[BEGIN Source material]
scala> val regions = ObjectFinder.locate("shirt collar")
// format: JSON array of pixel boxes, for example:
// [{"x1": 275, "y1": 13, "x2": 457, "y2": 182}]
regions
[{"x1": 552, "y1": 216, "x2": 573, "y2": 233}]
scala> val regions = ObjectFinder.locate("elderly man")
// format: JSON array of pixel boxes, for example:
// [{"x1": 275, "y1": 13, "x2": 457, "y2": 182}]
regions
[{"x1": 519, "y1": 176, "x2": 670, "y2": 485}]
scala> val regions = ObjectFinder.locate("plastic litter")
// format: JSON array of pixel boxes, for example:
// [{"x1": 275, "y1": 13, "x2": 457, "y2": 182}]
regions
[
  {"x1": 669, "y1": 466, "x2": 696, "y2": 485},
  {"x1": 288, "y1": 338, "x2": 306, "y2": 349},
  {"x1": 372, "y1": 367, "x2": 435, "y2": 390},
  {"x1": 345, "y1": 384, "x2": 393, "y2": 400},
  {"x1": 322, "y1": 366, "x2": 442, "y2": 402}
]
[END Source material]
_Exercise instructions_
Pick out and copy every line in the rows above that contains the string "scala". Letter case counts.

_Reply to the exercise_
scala> val regions = ObjectFinder.locate("shirt collar")
scala> val regions = ObjectFinder.locate("elderly man")
scala> val regions = ObjectFinder.locate("plastic litter")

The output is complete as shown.